→ PARTS OF THE EXERCISE:
• 1. Name every person, place, and work mentioned in the RJD2 interview below, including the byline.
• 2. Carry on the RJD2 interview below from its final line.

→ SOURCE DOCUMENT:
+---+

By Jeb Gavin
One of the most inventive electronic musicians working today, RJD2 is coming to the 9:30 Club on the 23rd of February. Depending on from when you’re counting, his latest effort More Is Than Isn’t and the subsequent tour marks over a decade of brilliant albums. He was kind enough to let me pepper him with alternately inane and overly thought out questions, about both his own music and the state of electronic music as a whole. I managed to avoid mentioning a certain television theme song for which he’s known. I’m proud of myself; had we not gone full-on music-nerd early, who knows what kind of fawning, sycophantic hamster I’d have become while we talked.
First off, how do you like playing DC, specifically the 9:30 Club? You’ve been there at least once or twice that I know of, ’cause I’ve been to the shows.
I love DC, and I love playing the 9:30 Club, but I will say I have, to some degree I feel like I’ve kind of got something to prove at the 9:30 Club.
I had a rough show there once, so I really, every time I go into a 9:30 show I gotta bring it.
OK, I’m fine with that if you feel like bringing your A-game.
Well I always want to, but there was one show- on one of the tours we started in DC, and the 24 hour lead up to that show was just completely fraught with difficulties. So that was kind of one those things, that I… in a good way I feel like I’ve got something to prove.
Should we expect the same half DJ/half live set, or something new?
Yeah, but with a new band, a new cast of characters. But similar format, part live and part DJ/sampler/digital stuff, and kind of a hybridization thing with control effects.

+---+

→ STORED ROWS:

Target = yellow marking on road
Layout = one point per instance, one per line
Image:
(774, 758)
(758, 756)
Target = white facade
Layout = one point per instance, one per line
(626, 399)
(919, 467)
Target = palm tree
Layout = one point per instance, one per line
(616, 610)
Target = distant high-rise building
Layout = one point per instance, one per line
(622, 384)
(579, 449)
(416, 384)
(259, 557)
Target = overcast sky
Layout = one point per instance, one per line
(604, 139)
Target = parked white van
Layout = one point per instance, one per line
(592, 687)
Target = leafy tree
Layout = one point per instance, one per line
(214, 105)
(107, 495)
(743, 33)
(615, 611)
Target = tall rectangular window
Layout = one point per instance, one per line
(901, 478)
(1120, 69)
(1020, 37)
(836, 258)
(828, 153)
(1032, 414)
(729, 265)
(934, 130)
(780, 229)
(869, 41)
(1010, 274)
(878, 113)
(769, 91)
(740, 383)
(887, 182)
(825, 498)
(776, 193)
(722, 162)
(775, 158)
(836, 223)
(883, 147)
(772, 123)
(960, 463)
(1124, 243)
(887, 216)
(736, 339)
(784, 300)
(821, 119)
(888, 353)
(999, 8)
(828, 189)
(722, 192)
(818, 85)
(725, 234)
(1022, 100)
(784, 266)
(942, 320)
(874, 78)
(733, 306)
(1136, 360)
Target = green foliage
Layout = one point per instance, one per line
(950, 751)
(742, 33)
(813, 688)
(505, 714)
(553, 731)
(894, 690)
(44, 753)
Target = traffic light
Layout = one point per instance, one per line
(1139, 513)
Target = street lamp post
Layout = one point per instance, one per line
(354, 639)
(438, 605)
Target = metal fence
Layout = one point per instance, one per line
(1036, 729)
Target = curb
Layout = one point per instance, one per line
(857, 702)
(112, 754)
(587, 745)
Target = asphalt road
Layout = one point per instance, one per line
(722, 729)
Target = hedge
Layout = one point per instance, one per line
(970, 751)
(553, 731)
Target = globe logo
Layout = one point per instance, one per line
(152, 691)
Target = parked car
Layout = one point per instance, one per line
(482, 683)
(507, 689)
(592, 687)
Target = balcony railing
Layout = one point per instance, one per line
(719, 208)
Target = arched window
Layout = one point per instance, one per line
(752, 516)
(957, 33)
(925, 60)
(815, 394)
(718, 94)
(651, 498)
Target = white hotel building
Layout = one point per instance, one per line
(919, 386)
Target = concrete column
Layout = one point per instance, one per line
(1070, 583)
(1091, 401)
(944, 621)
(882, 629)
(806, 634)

+---+

→ THE RESULTS:
• 1. Jeb Gavin, RJD2, 9:30 Club, DC, More Is Than Isn't

• 2.
I don’t know if anyone else cares but it blew my mind the first time you did it, this Super Mario Brothers [it’s actually Donkey Kong, and I feel like an idiot for mixing them up], little thing you did- did you have anything else planned like that, was it an accident- or do you have any other multimedia stuff planned out?
That one thing is kind of, because of the nature of it- because of having to put a coat or image on to the MPC there’s no way that I can, not really an effective way to do multiple incarnations of that same idea. So I can basically do it or not. Hopefully there’ll be some multimedia things to offer…
So maybe expect Mario Brothers 2, where he’s in dreamland?
I wouldn’t say expect anything other than… y’know the focus for me is always going to be on the music- taking the songs and presenting them in a way that live is interesting and brings something new to them that can’t be heard on a record. That’s first and foremost- y’know I love the Mario thing and the spinning MPC suit, and it’s fun to do but to some degree they’re kind of parlor tricks that break up the kind of, monotony isn’t the right word…
It’s an interlude.
Yeah, yeah. It’s an interlude and it’s to breakup the format of the show.
To the point about the music, is there ever a point at which you’re playing a song live, and obviously you’ve created this music, you’re building these beats and this music out of samples and sounds, but is there ever a point where you’re in a new room or perhaps an old room and you’re playing it and something new pops out of it that you weren’t expecting, or you had never heard it that way before, and suddenly you have to chase that sound?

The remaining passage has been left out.